TEXT PROVIDED:
I’ve spent weeks searching for an answer and trying different fixes, but at best I’ve reduced the frequency of it happening and even that I’m dubious of, since it seems so random.
-
journalctl has absolutely nothing at all from when it happens, except one time where it managed to log that the kernel lost contact with the GPU in the seconds before the system went down - after undervolting and underclocking the GPU that message hasn’t happened since.
-
there’s no crash log from it either.
-
memtest declared there were no problems with the RAM.
-
I’ve been watching sysinfo and corectrl like a hawk and CPU, RAM, and VRAM usage is all well within normal levels when it happens, temperatures are low across the board.
-
the same system has been 100% stable and completely fine running under heavier load for hours at a time in windows.
-
I’ve followed AMD’s instructions for making sure the GPU drivers are what they should be for this, and the kernel is a version that’s supposed to be correct and stable for those drivers as well.

GIVEN ENTRIES:
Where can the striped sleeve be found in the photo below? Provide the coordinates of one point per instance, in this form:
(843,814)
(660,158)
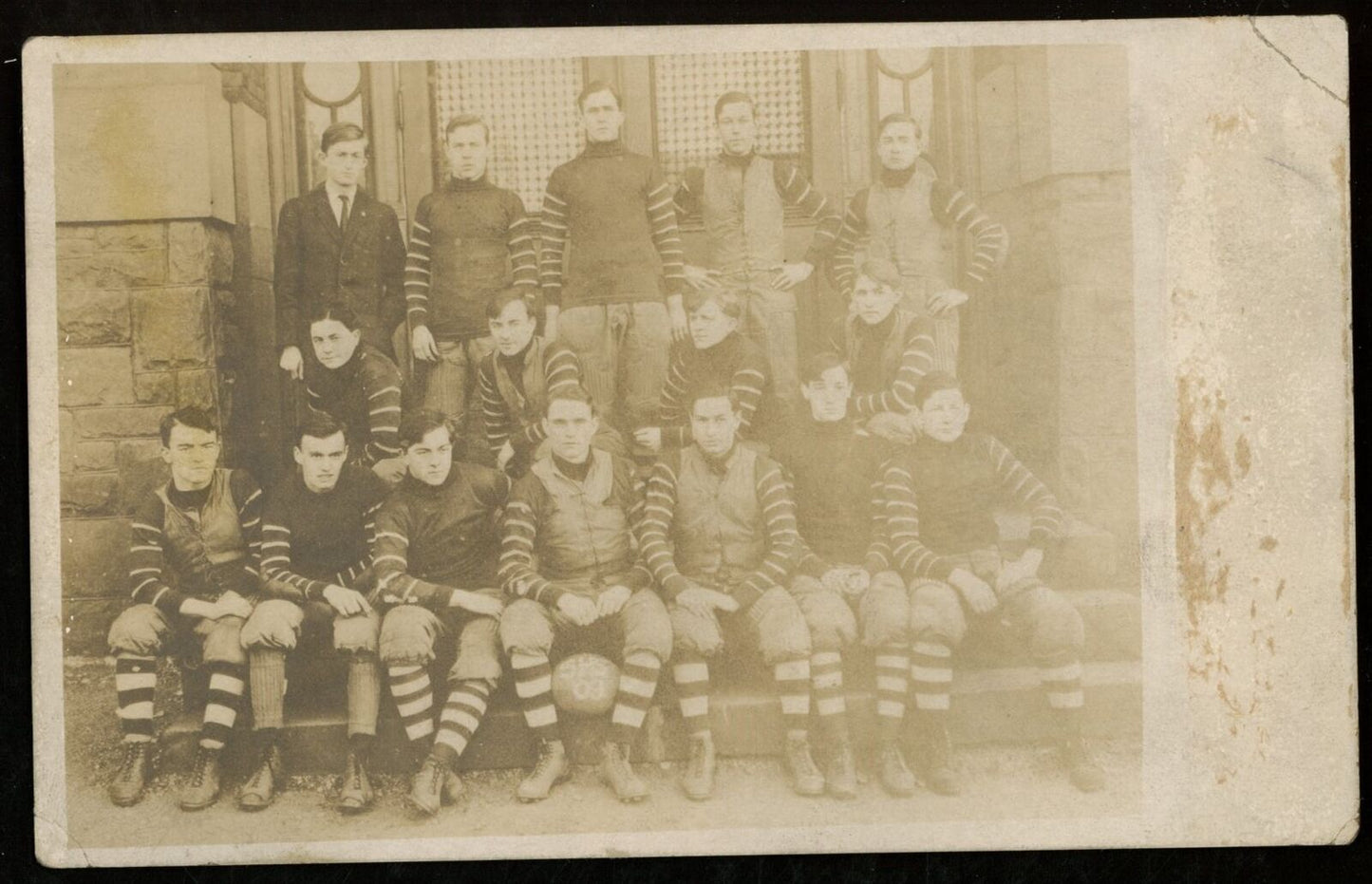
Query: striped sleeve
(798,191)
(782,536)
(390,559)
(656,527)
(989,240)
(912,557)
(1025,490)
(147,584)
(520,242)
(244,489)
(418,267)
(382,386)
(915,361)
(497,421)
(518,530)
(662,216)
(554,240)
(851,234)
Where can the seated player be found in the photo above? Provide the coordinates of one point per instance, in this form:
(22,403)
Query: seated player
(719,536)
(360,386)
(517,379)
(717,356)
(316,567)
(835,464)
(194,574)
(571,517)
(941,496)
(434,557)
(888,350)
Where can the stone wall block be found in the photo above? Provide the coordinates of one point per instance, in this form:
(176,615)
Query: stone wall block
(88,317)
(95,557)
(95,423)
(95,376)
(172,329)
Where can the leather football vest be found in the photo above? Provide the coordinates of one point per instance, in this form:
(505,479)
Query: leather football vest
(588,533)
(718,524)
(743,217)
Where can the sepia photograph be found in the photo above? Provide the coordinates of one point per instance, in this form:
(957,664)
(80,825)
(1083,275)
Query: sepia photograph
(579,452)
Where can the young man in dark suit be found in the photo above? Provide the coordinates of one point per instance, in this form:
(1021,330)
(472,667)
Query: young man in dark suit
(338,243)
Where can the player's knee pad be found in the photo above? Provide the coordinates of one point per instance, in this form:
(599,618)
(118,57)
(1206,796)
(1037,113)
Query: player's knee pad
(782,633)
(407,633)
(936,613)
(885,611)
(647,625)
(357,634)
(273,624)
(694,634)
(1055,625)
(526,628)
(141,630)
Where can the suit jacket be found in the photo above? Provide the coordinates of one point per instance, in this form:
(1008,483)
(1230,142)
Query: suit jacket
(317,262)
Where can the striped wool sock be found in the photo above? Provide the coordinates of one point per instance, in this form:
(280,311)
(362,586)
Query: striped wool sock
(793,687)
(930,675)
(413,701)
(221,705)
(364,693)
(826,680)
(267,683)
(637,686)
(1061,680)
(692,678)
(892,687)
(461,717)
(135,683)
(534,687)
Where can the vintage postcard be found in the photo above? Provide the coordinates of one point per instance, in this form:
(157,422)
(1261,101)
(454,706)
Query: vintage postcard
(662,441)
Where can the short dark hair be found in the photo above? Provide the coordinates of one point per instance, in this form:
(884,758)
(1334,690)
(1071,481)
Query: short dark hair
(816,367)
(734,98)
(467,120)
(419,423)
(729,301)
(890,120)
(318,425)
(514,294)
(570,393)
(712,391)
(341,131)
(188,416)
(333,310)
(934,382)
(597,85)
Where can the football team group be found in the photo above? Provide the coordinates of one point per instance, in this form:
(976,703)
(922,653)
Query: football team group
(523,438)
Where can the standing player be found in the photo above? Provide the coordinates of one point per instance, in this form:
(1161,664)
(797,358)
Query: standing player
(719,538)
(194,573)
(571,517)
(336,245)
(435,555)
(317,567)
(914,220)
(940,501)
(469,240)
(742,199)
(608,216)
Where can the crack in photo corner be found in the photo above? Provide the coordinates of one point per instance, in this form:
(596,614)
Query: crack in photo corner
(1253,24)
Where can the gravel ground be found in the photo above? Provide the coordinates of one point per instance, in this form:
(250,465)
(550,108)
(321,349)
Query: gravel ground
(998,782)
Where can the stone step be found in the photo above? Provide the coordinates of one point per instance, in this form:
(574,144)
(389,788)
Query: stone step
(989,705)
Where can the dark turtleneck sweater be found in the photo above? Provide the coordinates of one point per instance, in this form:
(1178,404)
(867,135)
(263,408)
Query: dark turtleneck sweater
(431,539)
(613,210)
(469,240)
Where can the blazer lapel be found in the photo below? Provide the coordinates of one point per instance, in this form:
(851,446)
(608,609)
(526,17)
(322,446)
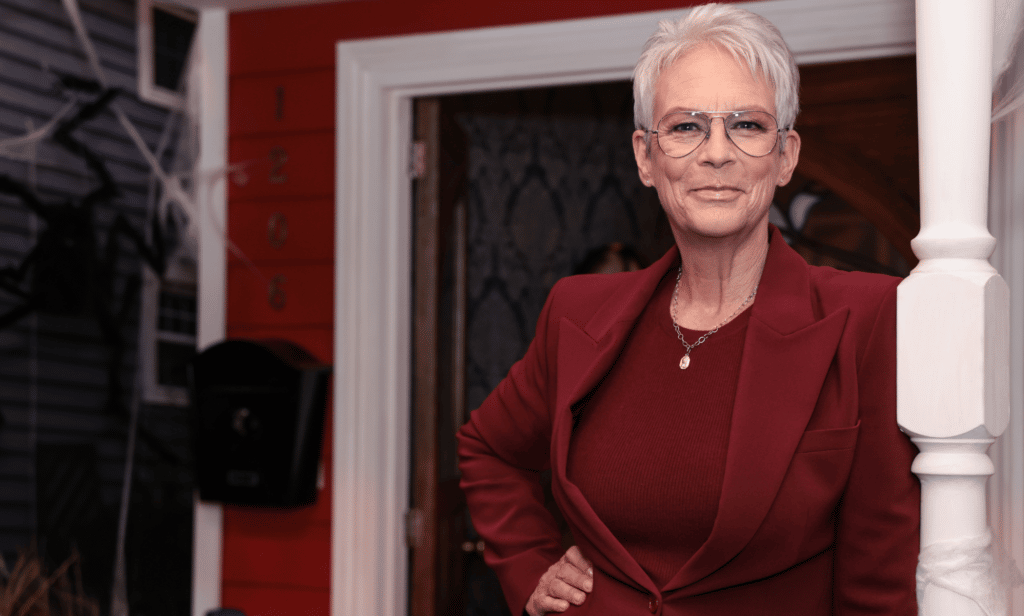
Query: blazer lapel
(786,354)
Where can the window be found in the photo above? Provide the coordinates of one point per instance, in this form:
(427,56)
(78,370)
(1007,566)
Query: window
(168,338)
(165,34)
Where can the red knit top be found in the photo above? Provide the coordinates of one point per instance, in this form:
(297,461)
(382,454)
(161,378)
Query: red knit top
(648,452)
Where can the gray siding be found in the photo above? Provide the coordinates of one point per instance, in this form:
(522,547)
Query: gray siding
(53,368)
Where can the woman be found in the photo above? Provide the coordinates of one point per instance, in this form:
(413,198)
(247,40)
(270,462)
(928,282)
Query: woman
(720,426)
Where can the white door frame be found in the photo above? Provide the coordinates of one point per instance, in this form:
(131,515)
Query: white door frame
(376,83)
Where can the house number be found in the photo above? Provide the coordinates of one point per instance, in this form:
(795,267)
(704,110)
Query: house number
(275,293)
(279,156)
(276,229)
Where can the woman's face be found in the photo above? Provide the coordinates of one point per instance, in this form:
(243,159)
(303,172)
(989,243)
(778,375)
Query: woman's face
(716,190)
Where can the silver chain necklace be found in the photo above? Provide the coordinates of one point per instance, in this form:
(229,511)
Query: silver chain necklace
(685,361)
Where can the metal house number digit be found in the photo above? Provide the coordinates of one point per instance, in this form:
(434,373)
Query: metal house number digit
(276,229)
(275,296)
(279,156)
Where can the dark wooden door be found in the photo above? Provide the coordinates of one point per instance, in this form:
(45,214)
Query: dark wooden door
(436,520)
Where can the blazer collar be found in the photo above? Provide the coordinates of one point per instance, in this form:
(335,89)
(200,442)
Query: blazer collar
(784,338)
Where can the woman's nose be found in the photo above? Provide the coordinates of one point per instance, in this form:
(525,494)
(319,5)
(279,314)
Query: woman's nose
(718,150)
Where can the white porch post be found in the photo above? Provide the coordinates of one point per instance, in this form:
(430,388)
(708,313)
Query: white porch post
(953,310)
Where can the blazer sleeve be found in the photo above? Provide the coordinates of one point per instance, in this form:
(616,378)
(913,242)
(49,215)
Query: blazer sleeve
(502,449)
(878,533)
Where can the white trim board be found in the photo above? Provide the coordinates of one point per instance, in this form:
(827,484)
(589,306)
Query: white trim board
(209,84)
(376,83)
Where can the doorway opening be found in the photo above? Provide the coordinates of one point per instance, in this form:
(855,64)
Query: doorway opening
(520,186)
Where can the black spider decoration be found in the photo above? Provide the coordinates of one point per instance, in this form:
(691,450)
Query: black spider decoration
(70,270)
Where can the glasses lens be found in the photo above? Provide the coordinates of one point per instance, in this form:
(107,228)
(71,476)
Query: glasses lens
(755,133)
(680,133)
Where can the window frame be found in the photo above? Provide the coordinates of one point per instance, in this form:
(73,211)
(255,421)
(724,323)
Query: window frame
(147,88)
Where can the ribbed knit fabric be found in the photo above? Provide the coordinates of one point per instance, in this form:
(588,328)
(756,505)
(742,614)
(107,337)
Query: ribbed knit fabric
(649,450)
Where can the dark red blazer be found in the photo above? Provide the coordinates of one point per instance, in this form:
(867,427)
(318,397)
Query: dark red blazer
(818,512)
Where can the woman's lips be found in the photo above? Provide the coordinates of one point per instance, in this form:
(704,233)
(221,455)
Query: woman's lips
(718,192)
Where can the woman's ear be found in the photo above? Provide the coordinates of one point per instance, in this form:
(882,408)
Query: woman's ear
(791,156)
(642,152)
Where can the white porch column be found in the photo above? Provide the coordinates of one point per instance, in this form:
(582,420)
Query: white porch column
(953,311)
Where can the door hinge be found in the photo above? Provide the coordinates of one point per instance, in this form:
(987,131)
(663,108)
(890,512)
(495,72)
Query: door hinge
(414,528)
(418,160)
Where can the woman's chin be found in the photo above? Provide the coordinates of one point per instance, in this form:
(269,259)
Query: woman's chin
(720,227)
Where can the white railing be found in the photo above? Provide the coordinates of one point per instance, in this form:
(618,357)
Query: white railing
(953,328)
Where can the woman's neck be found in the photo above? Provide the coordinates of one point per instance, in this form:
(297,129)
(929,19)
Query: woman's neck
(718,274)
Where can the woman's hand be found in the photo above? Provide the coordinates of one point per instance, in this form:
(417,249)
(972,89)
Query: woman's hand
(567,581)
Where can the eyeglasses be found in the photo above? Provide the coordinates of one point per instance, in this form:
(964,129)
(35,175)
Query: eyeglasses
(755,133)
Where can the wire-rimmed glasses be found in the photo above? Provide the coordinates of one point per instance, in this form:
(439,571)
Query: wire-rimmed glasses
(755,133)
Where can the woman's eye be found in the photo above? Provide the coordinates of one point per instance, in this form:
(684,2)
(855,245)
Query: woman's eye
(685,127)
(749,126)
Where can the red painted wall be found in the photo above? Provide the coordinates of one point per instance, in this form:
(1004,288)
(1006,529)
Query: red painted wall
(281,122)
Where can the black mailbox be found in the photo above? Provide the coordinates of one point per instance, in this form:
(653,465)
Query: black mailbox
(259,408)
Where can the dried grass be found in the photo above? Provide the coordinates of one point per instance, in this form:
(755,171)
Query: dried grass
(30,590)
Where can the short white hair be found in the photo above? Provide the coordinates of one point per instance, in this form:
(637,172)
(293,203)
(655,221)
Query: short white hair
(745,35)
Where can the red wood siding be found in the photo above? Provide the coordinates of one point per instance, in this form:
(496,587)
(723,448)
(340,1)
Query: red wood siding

DIRECTIONS:
A. In the crash troubleshooting post, what result did memtest give for the RAM?
B. Using the crash troubleshooting post, explain why the writer doubts that the fixes have really made the problem happen less often.
C. Copy the crash troubleshooting post word for word from "I’ve spent weeks" to "time in windows.".
The records come from a separate source, unrelated to the crash troubleshooting post.

RESPONSES BY TASK:
A. Memtest found no problems with the RAM.

B. The writer is dubious because the problem seems so random. That randomness makes it hard to tell whether the fixes actually reduced how often it happens.

C.
I’ve spent weeks searching for an answer and trying different fixes, but at best I’ve reduced the frequency of it happening and even that I’m dubious of, since it seems so random.
-
journalctl has absolutely nothing at all from when it happens, except one time where it managed to log that the kernel lost contact with the GPU in the seconds before the system went down - after undervolting and underclocking the GPU that message hasn’t happened since.
-
there’s no crash log from it either.
-
memtest declared there were no problems with the RAM.
-
I’ve been watching sysinfo and corectrl like a hawk and CPU, RAM, and VRAM usage is all well within normal levels when it happens, temperatures are low across the board.
-
the same system has been 100% stable and completely fine running under heavier load for hours at a time in windows.